_What is required_: In the forum thread on bike frames below, how does the Tumbleweed frame's price compare with the Piolet's?

_Extract_:
■ ■ ■ ■
Are you referring to the head tube length? It is shorter than most frames designed for drop bars, but the new stem Velo Orange is working on should solve that problem. That is one advantage of the Fargo.

Was the steep head tube angle noticeable in the handling?

frog


----------



## Matterhorn (Feb 15, 2015)

Tumbleweed Bicycle Co.

I still think the Tumbleweed looks pretty good. Similar idea maybe but with an EBB and more tire clearance.


----------



## 1 cog frog (Dec 21, 2004)

Matterhorn said:


> Tumbleweed Bicycle Co.
> 
> I still think the Tumbleweed looks pretty good. Similar idea maybe but with an EBB and more tire clearance.


That is a good looking frame! More tire clearance, single speed capable, but also twice the price of the Piolet.

I don't ride single speed anymore, and I'm trying to spend as little as possible on the frame/fork and swap parts over as much as I can. I think the Piolet is the best option.

I'm curious if anyone has long term impressions of the Piolet on singletrack?

frog


----------



## vmalmgren (Nov 21, 2010)

What rims are you using?


----------



## Obinjatoo (Mar 7, 2016)

I went to their HQ in Annapolis and took one out for a spin. I liked it. It felt a little snappier than my gen 1 Fargo. I rode a size small and it was a little large for me. I looked at the x-small frame set and wasn't convinced it would fit either.
■ ■ ■ ■
_Raw records_:

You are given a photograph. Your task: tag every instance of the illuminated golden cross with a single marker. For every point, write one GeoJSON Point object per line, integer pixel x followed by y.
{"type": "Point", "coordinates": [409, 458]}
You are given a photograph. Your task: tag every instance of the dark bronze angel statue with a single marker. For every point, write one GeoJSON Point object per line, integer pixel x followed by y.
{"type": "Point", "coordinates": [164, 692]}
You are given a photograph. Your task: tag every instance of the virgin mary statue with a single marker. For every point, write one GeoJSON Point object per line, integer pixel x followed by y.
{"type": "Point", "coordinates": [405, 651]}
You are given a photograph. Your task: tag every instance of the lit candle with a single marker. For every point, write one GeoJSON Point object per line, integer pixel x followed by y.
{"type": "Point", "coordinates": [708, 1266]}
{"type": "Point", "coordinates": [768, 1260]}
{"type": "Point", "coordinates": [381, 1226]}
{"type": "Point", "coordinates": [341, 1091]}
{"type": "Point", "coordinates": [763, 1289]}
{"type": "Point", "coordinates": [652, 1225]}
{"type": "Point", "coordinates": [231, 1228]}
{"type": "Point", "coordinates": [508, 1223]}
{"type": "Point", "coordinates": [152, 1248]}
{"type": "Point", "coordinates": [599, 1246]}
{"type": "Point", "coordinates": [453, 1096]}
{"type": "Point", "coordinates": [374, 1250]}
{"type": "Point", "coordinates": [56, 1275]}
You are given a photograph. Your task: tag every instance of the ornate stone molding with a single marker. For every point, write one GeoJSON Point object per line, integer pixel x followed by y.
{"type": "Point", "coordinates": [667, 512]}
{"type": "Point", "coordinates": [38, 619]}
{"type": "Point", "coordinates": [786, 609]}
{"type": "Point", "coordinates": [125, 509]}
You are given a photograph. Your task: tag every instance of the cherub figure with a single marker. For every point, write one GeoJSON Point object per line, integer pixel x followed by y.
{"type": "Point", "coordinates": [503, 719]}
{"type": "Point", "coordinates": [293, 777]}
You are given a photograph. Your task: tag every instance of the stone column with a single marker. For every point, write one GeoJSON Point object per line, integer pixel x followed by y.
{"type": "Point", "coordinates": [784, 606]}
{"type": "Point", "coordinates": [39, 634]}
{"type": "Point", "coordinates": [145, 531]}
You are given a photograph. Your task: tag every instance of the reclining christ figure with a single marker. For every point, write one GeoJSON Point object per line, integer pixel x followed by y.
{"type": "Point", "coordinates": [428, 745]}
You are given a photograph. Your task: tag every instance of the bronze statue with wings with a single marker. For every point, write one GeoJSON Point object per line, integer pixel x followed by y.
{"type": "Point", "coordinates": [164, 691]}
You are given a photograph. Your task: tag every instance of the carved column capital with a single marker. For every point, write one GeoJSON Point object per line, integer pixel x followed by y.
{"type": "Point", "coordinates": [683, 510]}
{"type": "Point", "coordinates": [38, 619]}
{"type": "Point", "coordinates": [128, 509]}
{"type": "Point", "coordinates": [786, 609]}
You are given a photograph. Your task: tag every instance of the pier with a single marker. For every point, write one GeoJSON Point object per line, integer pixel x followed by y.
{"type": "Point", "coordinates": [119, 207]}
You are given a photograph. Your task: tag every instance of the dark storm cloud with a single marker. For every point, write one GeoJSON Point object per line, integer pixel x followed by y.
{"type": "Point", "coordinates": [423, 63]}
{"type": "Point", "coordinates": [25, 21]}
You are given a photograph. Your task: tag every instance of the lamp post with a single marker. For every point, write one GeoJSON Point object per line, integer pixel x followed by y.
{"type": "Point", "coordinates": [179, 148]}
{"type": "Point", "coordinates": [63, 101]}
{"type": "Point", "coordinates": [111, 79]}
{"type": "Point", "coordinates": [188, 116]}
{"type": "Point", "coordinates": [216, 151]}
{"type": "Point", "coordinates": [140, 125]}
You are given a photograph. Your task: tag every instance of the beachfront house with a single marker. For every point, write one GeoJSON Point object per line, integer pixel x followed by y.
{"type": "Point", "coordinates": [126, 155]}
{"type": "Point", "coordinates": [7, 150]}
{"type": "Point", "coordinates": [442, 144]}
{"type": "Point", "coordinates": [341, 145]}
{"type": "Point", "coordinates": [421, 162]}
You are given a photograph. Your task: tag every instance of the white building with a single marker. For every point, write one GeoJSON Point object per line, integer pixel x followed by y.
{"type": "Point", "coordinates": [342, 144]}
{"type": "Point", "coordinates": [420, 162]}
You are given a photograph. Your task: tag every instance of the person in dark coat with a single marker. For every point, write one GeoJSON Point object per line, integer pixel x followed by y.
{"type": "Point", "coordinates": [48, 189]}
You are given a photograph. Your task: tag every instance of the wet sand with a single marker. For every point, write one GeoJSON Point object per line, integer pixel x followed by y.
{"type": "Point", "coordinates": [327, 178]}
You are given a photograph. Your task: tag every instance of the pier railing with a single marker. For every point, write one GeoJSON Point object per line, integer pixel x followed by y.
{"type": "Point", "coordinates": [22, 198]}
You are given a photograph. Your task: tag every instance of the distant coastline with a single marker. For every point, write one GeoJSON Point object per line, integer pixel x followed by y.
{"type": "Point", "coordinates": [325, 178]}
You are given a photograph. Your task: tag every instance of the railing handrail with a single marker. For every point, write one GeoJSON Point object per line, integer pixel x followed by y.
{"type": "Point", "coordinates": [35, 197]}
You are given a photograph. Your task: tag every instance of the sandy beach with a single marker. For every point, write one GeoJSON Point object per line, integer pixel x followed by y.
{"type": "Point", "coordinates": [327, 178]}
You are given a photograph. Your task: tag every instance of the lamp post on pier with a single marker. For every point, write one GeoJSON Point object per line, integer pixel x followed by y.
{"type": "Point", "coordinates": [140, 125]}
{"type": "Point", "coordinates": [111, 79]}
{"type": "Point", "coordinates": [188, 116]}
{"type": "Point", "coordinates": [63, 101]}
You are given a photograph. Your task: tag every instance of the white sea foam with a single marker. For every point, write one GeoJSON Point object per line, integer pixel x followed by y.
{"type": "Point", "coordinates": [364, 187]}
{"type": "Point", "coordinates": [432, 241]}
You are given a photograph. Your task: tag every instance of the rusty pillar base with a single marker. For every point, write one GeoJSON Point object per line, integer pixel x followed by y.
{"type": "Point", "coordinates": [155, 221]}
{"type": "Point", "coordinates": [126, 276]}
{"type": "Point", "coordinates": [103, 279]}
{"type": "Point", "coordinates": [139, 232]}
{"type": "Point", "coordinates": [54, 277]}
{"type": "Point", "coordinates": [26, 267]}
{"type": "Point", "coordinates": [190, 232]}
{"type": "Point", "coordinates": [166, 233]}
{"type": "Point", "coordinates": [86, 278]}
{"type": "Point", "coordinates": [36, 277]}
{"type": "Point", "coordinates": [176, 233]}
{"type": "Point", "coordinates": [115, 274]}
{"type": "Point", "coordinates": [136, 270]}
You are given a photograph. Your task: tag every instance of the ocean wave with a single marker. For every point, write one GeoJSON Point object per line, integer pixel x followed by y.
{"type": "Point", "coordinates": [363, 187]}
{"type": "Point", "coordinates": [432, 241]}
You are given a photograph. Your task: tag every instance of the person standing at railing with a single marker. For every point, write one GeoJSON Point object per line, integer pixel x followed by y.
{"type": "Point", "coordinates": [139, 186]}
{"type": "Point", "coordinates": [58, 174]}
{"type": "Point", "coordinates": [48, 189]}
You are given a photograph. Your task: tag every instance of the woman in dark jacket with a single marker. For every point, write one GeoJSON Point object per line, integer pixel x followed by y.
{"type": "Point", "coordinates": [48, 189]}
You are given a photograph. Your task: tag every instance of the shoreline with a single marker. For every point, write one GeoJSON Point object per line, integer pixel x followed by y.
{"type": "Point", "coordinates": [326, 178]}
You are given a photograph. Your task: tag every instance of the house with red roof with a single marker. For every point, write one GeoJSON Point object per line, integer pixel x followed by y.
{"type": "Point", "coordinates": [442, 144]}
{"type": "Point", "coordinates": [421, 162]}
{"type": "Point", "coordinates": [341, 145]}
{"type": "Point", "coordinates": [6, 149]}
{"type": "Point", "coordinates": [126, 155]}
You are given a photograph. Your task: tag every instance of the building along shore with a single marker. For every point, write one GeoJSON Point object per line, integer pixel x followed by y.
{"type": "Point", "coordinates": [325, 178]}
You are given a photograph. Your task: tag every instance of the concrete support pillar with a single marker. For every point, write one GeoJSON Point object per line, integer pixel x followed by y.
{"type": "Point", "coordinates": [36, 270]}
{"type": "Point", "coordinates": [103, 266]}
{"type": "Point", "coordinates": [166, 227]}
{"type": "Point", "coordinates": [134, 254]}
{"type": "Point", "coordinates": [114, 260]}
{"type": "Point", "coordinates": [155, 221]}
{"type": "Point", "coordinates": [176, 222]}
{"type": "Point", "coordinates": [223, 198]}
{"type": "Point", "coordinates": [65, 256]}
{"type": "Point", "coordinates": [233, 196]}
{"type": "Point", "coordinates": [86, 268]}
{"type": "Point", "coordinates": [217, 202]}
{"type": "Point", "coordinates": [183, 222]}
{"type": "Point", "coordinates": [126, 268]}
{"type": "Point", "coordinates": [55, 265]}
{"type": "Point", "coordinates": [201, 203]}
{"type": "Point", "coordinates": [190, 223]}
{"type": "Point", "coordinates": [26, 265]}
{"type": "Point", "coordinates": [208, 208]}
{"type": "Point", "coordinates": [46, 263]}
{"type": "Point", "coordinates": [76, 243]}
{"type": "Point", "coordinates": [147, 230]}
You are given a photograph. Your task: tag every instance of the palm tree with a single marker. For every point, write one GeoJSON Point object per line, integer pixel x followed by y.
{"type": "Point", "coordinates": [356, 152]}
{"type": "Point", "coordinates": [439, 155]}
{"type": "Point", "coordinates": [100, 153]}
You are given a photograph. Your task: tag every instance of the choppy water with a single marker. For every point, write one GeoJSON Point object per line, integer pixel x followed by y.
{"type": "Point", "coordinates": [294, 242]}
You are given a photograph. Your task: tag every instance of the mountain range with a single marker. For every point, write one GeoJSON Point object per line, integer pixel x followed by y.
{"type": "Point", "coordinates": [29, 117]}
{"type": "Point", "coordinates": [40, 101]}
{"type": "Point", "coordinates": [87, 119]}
■ ■ ■ ■
_Result of this exercise_: It costs twice as much as the Piolet.